Image-grounded pointing data:
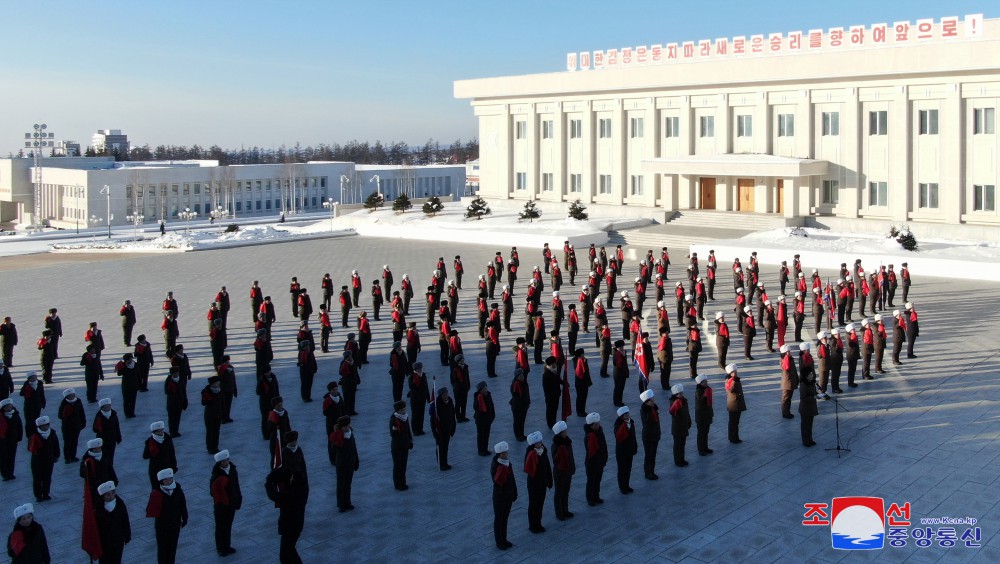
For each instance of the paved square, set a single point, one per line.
(926, 433)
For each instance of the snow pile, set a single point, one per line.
(500, 228)
(179, 241)
(827, 249)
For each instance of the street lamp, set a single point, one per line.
(332, 206)
(106, 191)
(95, 221)
(36, 141)
(135, 219)
(187, 215)
(343, 178)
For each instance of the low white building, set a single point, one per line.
(71, 188)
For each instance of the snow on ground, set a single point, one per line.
(827, 249)
(499, 228)
(181, 241)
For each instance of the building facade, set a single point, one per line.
(71, 190)
(898, 131)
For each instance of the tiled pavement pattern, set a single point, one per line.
(926, 433)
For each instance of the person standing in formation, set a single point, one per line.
(227, 499)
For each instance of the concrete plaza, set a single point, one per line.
(925, 433)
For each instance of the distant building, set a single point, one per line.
(110, 140)
(162, 189)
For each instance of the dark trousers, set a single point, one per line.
(806, 422)
(224, 515)
(166, 543)
(519, 416)
(594, 475)
(483, 437)
(71, 439)
(734, 425)
(212, 429)
(536, 502)
(649, 456)
(624, 460)
(679, 444)
(174, 420)
(560, 496)
(501, 514)
(442, 442)
(399, 460)
(344, 478)
(702, 439)
(41, 478)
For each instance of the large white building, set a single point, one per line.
(71, 188)
(852, 128)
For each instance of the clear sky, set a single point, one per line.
(279, 72)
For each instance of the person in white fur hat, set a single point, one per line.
(168, 506)
(504, 493)
(539, 470)
(563, 468)
(626, 447)
(596, 457)
(44, 448)
(27, 542)
(649, 414)
(680, 422)
(113, 526)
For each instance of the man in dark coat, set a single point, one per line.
(443, 425)
(680, 422)
(539, 470)
(113, 525)
(159, 451)
(563, 468)
(344, 455)
(703, 412)
(504, 493)
(484, 412)
(168, 506)
(227, 498)
(400, 443)
(626, 447)
(596, 457)
(74, 420)
(649, 413)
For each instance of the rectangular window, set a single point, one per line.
(547, 182)
(878, 122)
(635, 128)
(928, 122)
(744, 126)
(548, 129)
(575, 129)
(831, 123)
(984, 121)
(522, 181)
(984, 197)
(878, 194)
(604, 128)
(706, 126)
(831, 192)
(605, 185)
(927, 195)
(636, 185)
(672, 127)
(786, 125)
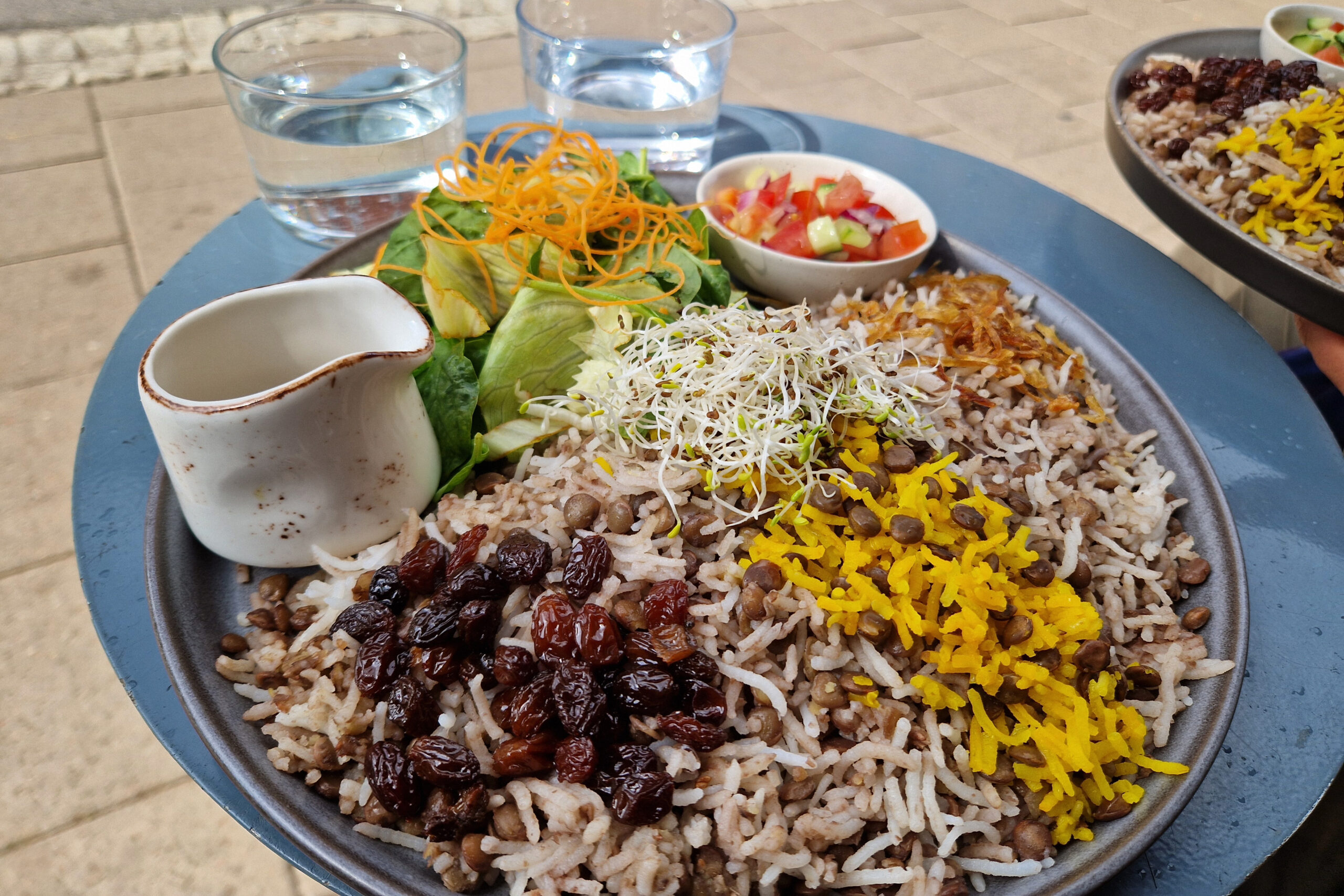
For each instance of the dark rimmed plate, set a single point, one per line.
(194, 599)
(1283, 280)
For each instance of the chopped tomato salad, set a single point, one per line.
(830, 219)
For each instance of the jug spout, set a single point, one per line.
(288, 418)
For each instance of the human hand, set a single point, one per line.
(1327, 350)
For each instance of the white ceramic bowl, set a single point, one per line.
(796, 280)
(1283, 23)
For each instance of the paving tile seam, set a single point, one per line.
(7, 849)
(118, 201)
(68, 250)
(50, 163)
(42, 562)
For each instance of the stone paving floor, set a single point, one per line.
(108, 186)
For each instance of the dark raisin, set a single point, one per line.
(643, 798)
(624, 760)
(533, 705)
(479, 664)
(615, 727)
(698, 666)
(423, 567)
(387, 589)
(412, 707)
(1155, 101)
(479, 624)
(466, 550)
(694, 734)
(441, 664)
(589, 565)
(381, 661)
(579, 699)
(639, 649)
(487, 483)
(523, 558)
(667, 604)
(1230, 105)
(526, 755)
(514, 666)
(447, 820)
(474, 582)
(362, 621)
(598, 636)
(432, 625)
(706, 703)
(671, 642)
(575, 761)
(553, 628)
(1299, 76)
(443, 762)
(502, 707)
(393, 779)
(646, 691)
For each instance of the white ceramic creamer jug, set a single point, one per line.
(288, 418)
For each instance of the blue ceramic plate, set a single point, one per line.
(195, 599)
(1276, 461)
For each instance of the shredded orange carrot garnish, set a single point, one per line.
(568, 194)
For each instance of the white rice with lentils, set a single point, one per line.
(832, 770)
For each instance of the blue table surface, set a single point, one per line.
(1278, 465)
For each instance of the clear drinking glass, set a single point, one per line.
(344, 109)
(634, 73)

■ Task details
Exactly the lines from the one containing "For each instance of the paving" through the end of the records should be reproduced, and no others.

■ Written reply
For each instance of the paving tile seam, set a single point, one per line.
(7, 849)
(118, 201)
(68, 250)
(50, 163)
(42, 562)
For each instance of the stone paving floor, set a single point, one per line.
(108, 186)
For each instance of the dark raisin, set a single point, one per line.
(643, 798)
(624, 760)
(533, 705)
(479, 664)
(615, 727)
(698, 666)
(423, 567)
(387, 589)
(412, 707)
(1155, 101)
(479, 624)
(466, 550)
(694, 734)
(441, 664)
(589, 565)
(381, 661)
(579, 699)
(639, 649)
(487, 483)
(523, 558)
(667, 604)
(1230, 105)
(526, 755)
(514, 666)
(447, 820)
(474, 582)
(362, 621)
(598, 636)
(432, 625)
(706, 703)
(671, 642)
(575, 761)
(553, 628)
(1299, 76)
(443, 762)
(502, 707)
(393, 779)
(646, 691)
For each instance of the white ceramic creamer jug, set a single point, one per line.
(288, 418)
For each instance of the blue ceramic plate, set a single point, one per line.
(195, 599)
(1276, 461)
For each instance of the shredded orange carrot garnish, set a single point, one per line.
(568, 194)
For each instance of the white rice with lentils, set a single point, one per line.
(832, 770)
For each instance of the blue table surface, set a single point, one per line.
(1278, 465)
For each instance of the clear drinking glass, set a single point, one per line.
(344, 109)
(634, 73)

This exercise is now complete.